_Work item_: Write an exact copy of the entries below that leaves out all pictures.
*** Provided data Section Begins ***
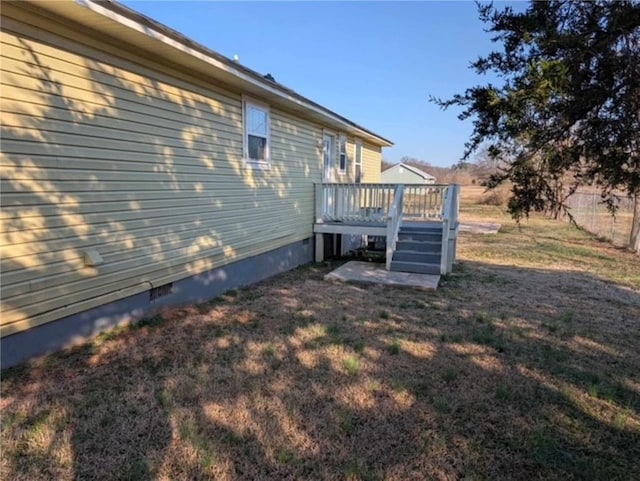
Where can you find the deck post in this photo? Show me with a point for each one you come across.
(319, 247)
(319, 202)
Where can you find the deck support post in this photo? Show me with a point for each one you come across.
(319, 246)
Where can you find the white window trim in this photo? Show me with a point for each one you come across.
(343, 137)
(358, 143)
(253, 163)
(334, 169)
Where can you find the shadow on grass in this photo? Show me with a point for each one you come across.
(502, 373)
*** Provided data Section Ends ***
_Response to the exercise_:
Where can you find the deck post in this photo? Show me with a point for each one you come across.
(319, 247)
(319, 202)
Where can you find the deck support post in this photo? Show me with a point for each one you come across.
(319, 246)
Where can you find the white window trim in this photo? Show me with a point for each one you come across.
(343, 137)
(358, 143)
(253, 163)
(334, 169)
Where can you find the shadow on grass in this photo? Show me with a point for each one you come across.
(502, 373)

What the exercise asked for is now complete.